## Job
Could you reproduce the data below line for line, leaving out the pictures?

Image point annotation data:
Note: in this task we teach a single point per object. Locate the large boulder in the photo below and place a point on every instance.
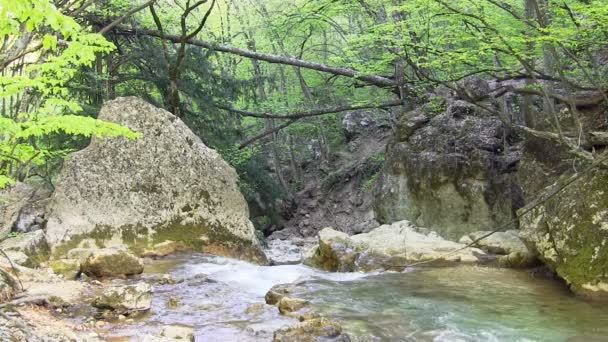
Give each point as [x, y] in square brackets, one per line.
[510, 249]
[125, 298]
[22, 208]
[570, 233]
[357, 122]
[33, 244]
[387, 247]
[112, 262]
[166, 185]
[8, 286]
[311, 330]
[450, 168]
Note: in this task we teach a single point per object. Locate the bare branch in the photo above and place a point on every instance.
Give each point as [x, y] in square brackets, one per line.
[125, 16]
[347, 72]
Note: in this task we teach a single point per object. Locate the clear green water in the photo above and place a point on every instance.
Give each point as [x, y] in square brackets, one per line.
[460, 304]
[432, 304]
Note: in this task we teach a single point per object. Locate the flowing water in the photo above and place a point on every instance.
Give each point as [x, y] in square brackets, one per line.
[432, 304]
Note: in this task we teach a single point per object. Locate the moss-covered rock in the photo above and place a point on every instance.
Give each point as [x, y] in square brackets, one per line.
[165, 186]
[274, 295]
[570, 233]
[68, 268]
[33, 244]
[125, 298]
[312, 330]
[8, 286]
[289, 304]
[112, 262]
[509, 248]
[453, 173]
[386, 247]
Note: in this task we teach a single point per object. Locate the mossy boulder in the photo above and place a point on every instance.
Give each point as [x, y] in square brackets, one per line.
[68, 268]
[165, 186]
[178, 333]
[112, 262]
[312, 330]
[453, 173]
[290, 304]
[509, 248]
[570, 233]
[33, 244]
[125, 299]
[8, 286]
[274, 295]
[386, 247]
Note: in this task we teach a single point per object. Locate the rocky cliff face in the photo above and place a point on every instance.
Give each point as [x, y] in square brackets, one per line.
[570, 233]
[167, 185]
[450, 166]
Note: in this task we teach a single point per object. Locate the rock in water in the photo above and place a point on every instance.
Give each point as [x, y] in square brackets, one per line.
[449, 169]
[386, 247]
[125, 298]
[112, 262]
[178, 332]
[570, 233]
[166, 185]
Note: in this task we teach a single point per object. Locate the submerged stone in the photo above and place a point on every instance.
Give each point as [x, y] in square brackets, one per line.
[510, 248]
[165, 186]
[570, 233]
[274, 295]
[386, 247]
[316, 329]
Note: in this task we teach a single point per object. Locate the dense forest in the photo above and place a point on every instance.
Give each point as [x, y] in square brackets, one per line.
[265, 82]
[455, 121]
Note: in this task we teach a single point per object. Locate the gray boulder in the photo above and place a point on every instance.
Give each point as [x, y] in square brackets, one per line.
[112, 262]
[387, 247]
[22, 208]
[33, 244]
[453, 173]
[125, 298]
[357, 122]
[166, 185]
[510, 249]
[570, 233]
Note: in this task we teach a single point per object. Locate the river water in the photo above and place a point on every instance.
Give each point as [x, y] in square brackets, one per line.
[222, 299]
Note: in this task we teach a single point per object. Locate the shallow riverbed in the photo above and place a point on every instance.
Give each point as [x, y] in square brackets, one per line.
[430, 304]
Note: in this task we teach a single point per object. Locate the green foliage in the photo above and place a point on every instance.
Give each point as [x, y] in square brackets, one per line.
[46, 107]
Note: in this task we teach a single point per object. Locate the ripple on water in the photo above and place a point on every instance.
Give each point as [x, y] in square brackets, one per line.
[436, 304]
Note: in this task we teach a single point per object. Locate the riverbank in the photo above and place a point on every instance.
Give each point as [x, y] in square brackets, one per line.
[223, 299]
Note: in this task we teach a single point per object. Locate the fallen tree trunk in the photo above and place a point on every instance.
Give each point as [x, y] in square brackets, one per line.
[341, 71]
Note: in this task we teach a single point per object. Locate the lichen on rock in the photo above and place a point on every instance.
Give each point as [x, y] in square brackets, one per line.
[386, 247]
[166, 185]
[452, 172]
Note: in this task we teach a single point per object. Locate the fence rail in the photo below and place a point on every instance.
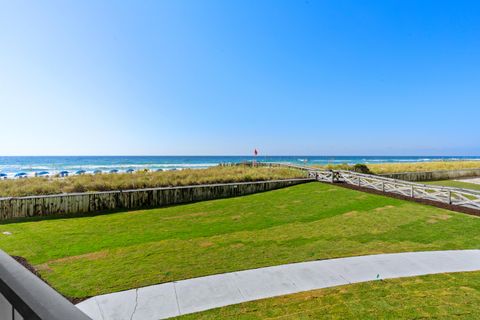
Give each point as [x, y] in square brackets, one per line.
[449, 195]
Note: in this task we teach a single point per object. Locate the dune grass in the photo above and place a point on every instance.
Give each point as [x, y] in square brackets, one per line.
[456, 184]
[385, 168]
[92, 255]
[442, 296]
[124, 181]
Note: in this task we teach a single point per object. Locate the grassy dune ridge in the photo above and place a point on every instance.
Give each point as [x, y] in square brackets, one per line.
[138, 180]
[385, 168]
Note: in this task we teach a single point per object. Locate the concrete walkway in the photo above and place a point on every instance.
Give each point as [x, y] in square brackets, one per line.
[193, 295]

## Exercise response
Note: in this task we teach a single point per object. Locate the large boulder in the photo below and place a point on every instance.
Give each point as [x, y] in square brackets, one per line.
[510, 249]
[125, 298]
[22, 208]
[570, 233]
[357, 122]
[33, 244]
[387, 247]
[112, 262]
[166, 185]
[8, 286]
[311, 330]
[450, 168]
Note: in this task we teach a single point per object. Locate the bare branch in the photo above and place a point on every instance.
Give each point as [x, y] in square brackets, one per line.
[125, 16]
[347, 72]
Note: in this task we teach a single point per object. Locate the clear green water in the photo above and place a point on every instance.
Give each point as [x, y] in square brackets, one per line.
[460, 304]
[432, 304]
Note: in this task we teach a single point per object. Locate the flowing water in the photo above and place a point on every instance.
Give each point as [x, y] in square brackets, one per line.
[432, 304]
Note: in this task we teach a single point per object. Locate the moss-covered rock in the photo above and place a point on every instance.
Give each point as [x, y] in square brackets, one per line.
[165, 186]
[274, 295]
[570, 233]
[68, 268]
[33, 244]
[125, 298]
[312, 330]
[8, 286]
[289, 304]
[112, 262]
[509, 248]
[453, 173]
[386, 247]
Note: in this task we teach a single point per object. Locate the mossy boulder in the photo above and place a point on every instance.
Give each point as [x, y] in square brackets, one per line.
[68, 268]
[165, 186]
[178, 333]
[112, 262]
[312, 330]
[453, 173]
[290, 304]
[509, 248]
[570, 233]
[33, 244]
[125, 299]
[8, 286]
[274, 295]
[386, 247]
Note: in this task we teach a single point per object. Locate the rocky cliff face in the photo above and place a point on every instance.
Give each point as [x, y] in square brackets, one per line.
[570, 233]
[167, 185]
[450, 166]
Note: in this task we teach a single point per object. Locate the rock in water in the photo above and place a point on every instance.
Give each point as [x, y] in square brackets, one per line.
[449, 169]
[386, 247]
[125, 298]
[112, 262]
[178, 332]
[570, 233]
[166, 185]
Note: in this task we teach a single point per object. Locate the submerged stone in the photo above and place a point on every instance.
Give each point as [x, y] in square brackets, one per line.
[510, 248]
[165, 186]
[570, 233]
[274, 295]
[386, 247]
[316, 329]
Note: in this task we teach a single point per object. Locate the dense forest in the photo above and place a point on every instance.
Give each point as [x, y] in square brackets, one per line.
[265, 82]
[455, 121]
Note: in this task we teach a single point per object. Locate the gray boulder in the photo above and place a point on every instance.
Give each point as [x, y] in square brackets, one per line.
[112, 262]
[387, 247]
[22, 208]
[33, 244]
[453, 173]
[125, 298]
[357, 122]
[166, 185]
[510, 249]
[570, 233]
Note: in this task we teach a single point per object. Locate the river water in the photo above and place a point on every instance.
Give each point as [x, y] in square brackets, one per line.
[222, 299]
Note: in this task we teach a single point per object. Locate the shallow riverbed in the photo above and place a point on every instance.
Give each point as [x, y] in square brackets, one per line.
[430, 304]
Note: in this task we teach a single point per object. Locate the green foliage in the photo above and place a point on every instance.
Give each point as [x, y] in square brackets, one per line.
[46, 107]
Note: in this task we teach a single point per object. Locate the ripple on water in the photo above and place a point on every instance.
Give each point as [x, y] in square brackets, one per line.
[436, 304]
Note: in this task we teach a single point per object. Locate the riverbank in the photo above and place a point on every instance.
Give each point as [x, y] in square brackets, one per line.
[223, 299]
Note: in this task we teach a single point per object. Locate the fallen tree trunk in the photo above and place a point on every instance.
Give each point as [x, y] in square brackets, one per line.
[341, 71]
Note: in this task we teach a single point per object. Locate the lichen on rock in the photo above and place a point on every instance.
Give each point as [x, y] in square brackets, one per line.
[386, 247]
[166, 185]
[452, 172]
Note: in this task we teach a single point per object. Locate the fence rail in the photo below and place a point on every instance.
Give each point as [x, y] in square brackets, one per line.
[449, 195]
Note: in this task we teach a single point per object. Locate the dune grass in the photo above and place a point on every instance.
Give each point as [x, y] in square brackets, one per line.
[456, 184]
[385, 168]
[92, 255]
[442, 296]
[124, 181]
Note: in this task we teach a single point per object. Locate the grassy dune ridge in the photo above and place a point on every instance.
Give each point as [x, y] in square brackets, one per line.
[138, 180]
[385, 168]
Note: in this task we teach a single point per object. Locate the concrete walkway in the photo above and place a point on every instance.
Give each point as [x, y] in square brackets, one per line.
[193, 295]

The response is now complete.